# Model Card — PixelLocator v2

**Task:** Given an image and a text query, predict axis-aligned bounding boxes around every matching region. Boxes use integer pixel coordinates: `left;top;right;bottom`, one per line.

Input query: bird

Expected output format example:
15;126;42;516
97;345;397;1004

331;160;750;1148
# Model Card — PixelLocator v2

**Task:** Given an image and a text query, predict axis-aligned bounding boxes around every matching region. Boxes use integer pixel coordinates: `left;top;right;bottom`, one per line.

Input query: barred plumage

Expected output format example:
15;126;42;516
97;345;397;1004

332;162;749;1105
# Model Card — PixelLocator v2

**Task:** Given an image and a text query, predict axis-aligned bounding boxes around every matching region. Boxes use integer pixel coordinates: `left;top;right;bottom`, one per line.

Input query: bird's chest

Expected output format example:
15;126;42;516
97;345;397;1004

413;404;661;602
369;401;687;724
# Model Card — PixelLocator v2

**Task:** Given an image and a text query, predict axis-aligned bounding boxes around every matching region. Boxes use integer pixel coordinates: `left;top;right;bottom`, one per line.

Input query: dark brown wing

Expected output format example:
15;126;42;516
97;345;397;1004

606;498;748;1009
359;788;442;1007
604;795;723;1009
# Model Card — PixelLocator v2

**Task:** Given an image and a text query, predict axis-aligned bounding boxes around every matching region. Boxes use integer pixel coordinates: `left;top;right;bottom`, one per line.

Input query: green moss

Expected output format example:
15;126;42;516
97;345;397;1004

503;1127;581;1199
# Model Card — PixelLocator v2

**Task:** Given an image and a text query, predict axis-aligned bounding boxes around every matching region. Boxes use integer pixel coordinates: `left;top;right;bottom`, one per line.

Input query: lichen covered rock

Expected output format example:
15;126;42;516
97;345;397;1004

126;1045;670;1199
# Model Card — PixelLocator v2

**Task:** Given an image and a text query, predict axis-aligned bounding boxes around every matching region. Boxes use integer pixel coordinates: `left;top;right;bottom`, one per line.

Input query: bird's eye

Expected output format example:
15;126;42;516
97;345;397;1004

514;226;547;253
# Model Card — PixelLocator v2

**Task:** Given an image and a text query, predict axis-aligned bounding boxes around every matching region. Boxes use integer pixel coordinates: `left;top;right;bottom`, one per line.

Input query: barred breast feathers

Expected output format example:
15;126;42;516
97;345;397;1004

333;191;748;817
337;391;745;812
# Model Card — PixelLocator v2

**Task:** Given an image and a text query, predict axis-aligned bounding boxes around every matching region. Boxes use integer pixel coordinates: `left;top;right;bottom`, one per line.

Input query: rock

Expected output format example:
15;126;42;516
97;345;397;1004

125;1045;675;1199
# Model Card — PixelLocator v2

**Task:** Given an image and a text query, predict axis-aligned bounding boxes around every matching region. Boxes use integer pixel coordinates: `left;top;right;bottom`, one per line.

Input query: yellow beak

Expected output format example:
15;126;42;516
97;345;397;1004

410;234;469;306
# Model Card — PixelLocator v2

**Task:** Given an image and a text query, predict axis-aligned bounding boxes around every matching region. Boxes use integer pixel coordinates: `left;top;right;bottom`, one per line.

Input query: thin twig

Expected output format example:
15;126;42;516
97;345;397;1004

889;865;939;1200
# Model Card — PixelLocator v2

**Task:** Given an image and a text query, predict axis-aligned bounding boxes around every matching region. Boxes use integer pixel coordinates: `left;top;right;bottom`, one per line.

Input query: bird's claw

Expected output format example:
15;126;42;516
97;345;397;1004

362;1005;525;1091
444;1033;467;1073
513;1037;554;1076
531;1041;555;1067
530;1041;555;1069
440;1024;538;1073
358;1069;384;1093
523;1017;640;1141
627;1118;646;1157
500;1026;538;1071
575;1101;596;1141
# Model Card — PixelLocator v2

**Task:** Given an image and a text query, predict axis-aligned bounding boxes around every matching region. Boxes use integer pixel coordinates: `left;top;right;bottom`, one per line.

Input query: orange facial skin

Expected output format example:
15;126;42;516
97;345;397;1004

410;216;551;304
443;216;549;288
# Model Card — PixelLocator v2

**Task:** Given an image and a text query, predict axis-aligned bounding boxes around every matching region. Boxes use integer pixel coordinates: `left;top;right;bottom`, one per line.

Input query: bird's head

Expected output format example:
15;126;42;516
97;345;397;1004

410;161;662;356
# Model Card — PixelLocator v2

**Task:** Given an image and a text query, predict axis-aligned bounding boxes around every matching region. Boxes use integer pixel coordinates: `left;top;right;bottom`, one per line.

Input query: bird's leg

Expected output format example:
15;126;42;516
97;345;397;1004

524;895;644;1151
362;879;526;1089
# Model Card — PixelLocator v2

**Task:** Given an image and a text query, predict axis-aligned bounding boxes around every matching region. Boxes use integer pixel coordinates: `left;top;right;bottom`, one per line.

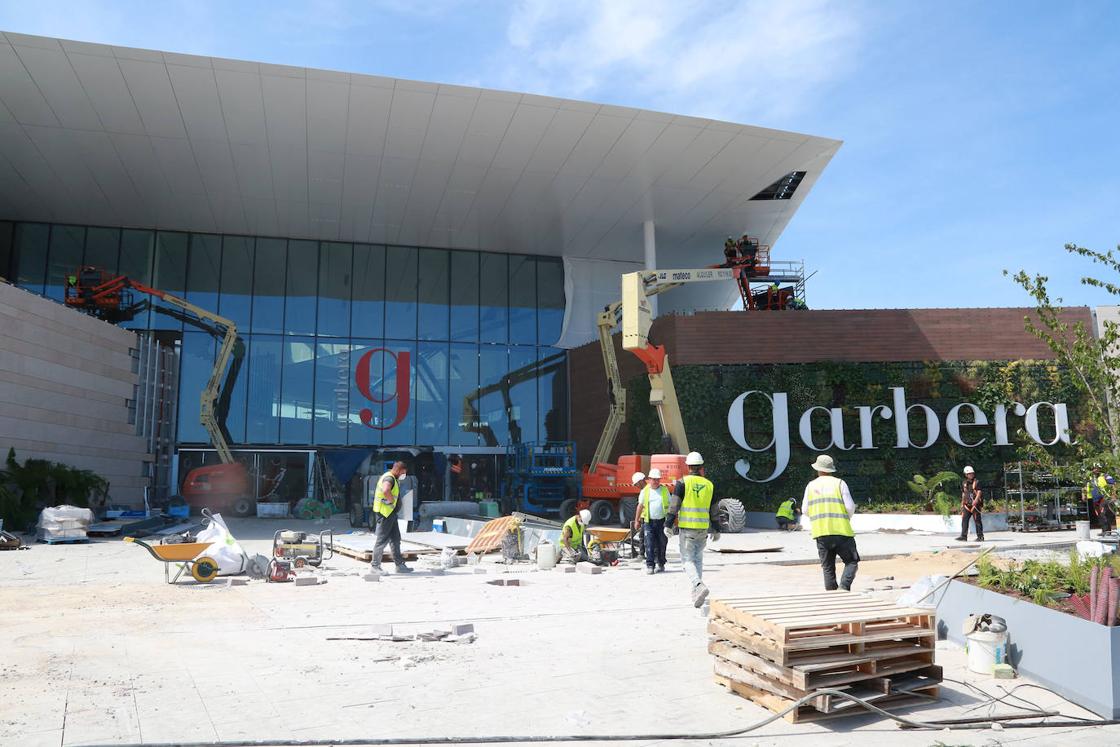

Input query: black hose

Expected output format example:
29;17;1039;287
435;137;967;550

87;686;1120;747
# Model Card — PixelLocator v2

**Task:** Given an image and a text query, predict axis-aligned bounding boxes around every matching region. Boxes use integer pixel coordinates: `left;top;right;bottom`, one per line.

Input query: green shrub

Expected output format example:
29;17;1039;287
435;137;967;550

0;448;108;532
::::::
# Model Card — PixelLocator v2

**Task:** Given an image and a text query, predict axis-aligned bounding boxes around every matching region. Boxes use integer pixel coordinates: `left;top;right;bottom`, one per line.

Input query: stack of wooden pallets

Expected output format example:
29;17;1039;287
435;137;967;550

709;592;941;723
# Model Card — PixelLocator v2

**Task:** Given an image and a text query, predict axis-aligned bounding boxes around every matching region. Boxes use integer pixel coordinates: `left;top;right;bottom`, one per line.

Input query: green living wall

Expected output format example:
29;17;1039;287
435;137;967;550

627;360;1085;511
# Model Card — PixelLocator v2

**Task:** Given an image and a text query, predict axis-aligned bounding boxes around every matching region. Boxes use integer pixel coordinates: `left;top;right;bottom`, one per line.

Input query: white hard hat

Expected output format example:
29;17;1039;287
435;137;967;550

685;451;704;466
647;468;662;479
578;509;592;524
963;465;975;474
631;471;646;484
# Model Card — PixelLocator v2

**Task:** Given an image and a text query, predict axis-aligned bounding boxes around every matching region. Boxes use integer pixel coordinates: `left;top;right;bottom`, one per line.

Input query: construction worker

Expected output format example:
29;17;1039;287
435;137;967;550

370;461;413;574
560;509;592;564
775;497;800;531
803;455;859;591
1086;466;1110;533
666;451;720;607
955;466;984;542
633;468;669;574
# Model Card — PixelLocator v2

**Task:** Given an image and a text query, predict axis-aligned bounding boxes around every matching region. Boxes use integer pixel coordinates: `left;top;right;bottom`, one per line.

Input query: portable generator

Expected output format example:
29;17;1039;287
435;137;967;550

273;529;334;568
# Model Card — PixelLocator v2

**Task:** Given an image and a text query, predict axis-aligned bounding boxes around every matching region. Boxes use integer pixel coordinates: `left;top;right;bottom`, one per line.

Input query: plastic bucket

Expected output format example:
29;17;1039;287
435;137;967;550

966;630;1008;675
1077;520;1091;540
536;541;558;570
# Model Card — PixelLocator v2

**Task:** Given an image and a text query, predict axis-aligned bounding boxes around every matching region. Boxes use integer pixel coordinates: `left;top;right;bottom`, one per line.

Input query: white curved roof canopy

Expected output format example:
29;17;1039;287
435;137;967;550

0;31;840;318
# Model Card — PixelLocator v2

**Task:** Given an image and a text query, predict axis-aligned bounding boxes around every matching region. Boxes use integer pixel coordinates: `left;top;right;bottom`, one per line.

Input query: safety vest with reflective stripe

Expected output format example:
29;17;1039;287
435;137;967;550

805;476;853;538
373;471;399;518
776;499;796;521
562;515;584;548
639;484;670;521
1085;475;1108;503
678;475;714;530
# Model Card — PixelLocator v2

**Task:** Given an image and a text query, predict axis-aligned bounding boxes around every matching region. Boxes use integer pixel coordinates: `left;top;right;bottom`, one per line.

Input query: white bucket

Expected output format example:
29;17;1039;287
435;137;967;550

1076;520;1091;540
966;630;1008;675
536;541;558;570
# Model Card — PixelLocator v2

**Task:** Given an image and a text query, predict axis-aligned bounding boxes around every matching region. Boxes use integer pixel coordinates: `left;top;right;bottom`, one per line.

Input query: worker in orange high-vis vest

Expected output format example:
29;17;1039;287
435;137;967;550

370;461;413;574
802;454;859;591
::::::
• _Your task_:
Find all the lines containing "bucket" in the material, then copy them.

• _Solved problem_:
Input query: plastic bucket
Input query: white bucket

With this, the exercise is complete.